THE EXERCISE:
Reproduce exactly the lines from the line containing "Task: mark the snow" through the end of the records below, including both ends, and nothing else.

LISTED RECORDS:
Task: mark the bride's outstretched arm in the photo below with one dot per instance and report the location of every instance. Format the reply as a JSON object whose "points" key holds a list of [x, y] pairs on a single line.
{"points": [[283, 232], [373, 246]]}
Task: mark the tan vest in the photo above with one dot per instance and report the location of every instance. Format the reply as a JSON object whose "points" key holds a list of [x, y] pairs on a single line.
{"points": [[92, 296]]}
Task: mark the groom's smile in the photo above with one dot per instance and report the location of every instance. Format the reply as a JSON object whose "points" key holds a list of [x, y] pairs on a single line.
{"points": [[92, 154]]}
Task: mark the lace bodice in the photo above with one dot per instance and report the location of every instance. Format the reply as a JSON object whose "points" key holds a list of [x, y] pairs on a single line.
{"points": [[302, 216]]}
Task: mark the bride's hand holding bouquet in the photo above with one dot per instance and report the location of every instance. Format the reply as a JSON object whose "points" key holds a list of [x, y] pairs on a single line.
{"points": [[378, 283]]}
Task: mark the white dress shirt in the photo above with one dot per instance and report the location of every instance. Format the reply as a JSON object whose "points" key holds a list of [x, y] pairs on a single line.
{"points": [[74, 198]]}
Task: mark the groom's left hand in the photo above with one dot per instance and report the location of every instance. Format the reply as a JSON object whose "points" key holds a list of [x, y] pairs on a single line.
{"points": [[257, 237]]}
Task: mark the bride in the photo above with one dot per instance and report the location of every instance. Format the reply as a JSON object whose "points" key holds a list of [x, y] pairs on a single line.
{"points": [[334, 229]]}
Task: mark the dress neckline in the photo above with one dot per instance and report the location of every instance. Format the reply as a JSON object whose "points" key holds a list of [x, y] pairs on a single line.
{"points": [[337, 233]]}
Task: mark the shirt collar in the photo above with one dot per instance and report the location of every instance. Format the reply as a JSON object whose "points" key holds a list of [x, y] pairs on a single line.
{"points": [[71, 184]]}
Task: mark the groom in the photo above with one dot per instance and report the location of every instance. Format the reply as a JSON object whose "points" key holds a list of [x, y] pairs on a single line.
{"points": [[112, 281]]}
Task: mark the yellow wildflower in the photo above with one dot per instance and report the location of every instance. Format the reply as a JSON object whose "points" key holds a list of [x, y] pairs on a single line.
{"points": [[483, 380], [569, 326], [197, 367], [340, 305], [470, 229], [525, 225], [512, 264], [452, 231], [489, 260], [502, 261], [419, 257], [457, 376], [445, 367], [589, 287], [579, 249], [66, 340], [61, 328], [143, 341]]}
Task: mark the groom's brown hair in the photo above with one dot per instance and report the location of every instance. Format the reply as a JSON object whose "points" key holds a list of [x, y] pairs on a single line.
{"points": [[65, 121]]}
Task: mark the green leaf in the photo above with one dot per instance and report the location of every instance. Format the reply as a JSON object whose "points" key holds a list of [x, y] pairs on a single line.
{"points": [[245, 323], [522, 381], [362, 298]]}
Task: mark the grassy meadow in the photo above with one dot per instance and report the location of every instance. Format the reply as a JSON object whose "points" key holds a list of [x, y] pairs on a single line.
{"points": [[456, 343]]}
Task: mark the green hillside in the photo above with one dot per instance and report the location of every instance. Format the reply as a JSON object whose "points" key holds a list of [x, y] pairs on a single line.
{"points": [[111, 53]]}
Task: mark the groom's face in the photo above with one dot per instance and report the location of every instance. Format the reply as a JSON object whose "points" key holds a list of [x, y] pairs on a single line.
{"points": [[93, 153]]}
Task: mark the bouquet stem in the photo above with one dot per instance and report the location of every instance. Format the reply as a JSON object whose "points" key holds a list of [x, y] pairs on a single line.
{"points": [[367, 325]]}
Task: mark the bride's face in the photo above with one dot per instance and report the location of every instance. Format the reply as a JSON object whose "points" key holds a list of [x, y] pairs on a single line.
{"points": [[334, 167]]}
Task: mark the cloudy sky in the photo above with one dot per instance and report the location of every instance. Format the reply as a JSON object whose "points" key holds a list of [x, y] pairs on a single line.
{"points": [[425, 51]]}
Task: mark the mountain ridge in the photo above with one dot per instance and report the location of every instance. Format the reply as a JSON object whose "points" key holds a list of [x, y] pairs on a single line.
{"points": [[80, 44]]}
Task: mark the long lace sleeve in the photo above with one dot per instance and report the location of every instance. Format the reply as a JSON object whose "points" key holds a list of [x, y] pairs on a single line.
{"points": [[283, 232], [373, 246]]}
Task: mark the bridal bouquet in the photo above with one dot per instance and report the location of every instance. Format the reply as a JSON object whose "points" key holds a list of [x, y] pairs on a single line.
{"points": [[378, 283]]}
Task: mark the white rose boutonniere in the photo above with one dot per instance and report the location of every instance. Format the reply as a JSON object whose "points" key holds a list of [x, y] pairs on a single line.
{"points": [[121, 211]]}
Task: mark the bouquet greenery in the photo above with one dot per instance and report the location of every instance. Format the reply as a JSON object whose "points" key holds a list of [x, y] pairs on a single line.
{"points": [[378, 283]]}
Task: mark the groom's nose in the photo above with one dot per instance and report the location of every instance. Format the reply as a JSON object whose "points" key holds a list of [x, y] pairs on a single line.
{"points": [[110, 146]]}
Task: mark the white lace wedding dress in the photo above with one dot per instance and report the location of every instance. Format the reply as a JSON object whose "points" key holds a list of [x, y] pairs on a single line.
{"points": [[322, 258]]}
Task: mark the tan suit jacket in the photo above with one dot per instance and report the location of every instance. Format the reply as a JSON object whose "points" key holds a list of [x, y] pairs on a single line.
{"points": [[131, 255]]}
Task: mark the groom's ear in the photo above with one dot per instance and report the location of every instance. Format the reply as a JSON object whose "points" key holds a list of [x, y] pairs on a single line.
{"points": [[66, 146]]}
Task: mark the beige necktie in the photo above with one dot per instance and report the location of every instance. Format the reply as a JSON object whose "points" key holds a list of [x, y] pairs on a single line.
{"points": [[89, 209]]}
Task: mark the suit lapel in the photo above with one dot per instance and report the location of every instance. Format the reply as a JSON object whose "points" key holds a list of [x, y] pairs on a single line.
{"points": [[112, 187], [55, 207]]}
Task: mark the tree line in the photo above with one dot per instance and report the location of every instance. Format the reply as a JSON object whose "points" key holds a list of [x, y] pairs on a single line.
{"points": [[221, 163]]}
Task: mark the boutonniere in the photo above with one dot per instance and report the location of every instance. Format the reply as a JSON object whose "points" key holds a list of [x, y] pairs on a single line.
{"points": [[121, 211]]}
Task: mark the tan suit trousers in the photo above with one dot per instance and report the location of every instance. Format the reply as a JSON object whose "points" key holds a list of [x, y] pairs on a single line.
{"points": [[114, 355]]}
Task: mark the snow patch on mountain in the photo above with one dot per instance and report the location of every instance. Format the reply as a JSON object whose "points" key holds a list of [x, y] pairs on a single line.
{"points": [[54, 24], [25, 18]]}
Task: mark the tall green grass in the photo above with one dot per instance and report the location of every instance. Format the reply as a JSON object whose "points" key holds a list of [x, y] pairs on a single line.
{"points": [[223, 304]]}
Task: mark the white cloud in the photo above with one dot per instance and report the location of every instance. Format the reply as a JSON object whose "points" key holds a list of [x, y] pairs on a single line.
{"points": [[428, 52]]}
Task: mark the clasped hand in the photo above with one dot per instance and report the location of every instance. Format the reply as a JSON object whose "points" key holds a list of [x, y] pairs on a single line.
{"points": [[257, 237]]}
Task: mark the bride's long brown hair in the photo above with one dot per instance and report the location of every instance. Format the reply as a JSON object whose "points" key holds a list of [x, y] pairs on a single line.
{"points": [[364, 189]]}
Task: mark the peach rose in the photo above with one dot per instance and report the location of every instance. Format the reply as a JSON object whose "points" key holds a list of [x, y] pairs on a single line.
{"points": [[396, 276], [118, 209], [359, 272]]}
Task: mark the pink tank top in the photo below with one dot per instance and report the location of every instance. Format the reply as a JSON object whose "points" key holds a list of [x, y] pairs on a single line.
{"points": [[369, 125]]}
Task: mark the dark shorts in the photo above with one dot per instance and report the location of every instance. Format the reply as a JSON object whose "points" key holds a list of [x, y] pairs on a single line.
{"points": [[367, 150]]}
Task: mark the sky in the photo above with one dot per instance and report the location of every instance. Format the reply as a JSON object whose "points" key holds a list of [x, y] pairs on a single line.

IN RESPONSE:
Task: mark the snow patch on mountain in the photo above with one dot per instance and report the location of every instance. Format the reply as a JSON object whose "points" key holds a list of [x, y] pairs on a single line.
{"points": [[54, 24], [25, 18]]}
Task: mark the tall green grass in the photo above with one dot per instance and report the location of every instance. Format the reply as a JSON object whose "points" key holds a list of [x, y] pairs on a single line.
{"points": [[223, 304]]}
Task: mark the white cloud in the photo above with one dot per instance and report the location of every instance. Format the reply as a JSON object whose "points" key holds a list of [x, y] pairs on a single line.
{"points": [[428, 52]]}
Task: mark the clasped hand in the photo above with one dot per instance and report the location of every instance. Format the reply as a JSON object whose "points" key holds a list of [x, y] pairs on a single line.
{"points": [[257, 237]]}
Task: mark the bride's long brown hair in the photo above with one dot per instance and report the location of every instance. Format the reply as a JSON object whose "points" key holds a list of [x, y] pairs on a single line.
{"points": [[364, 189]]}
Task: mark the peach rose in the photo above with one dot per instance and report the location of every instance. Format the reply as a JSON object whose "points" key holds a list of [x, y] pairs on a single line.
{"points": [[396, 276], [118, 209], [359, 272]]}
Task: mark the pink tank top in the photo below with one dot per instance and report the location of every instance. Format the reply as a JSON object whose "points" key holds a list of [x, y] pairs on a single line.
{"points": [[369, 125]]}
Task: mark the dark shorts in the photo above with one dot per instance and report the location of every instance. Format the reply as a JSON object whose "points" key holds a list of [x, y] pairs on a single line.
{"points": [[367, 150]]}
Task: mark the sky in the photo above with one dot per instance and report the location of every instance. Format the reply as a JSON object whose "points" key holds a list of [x, y] pairs on a single line.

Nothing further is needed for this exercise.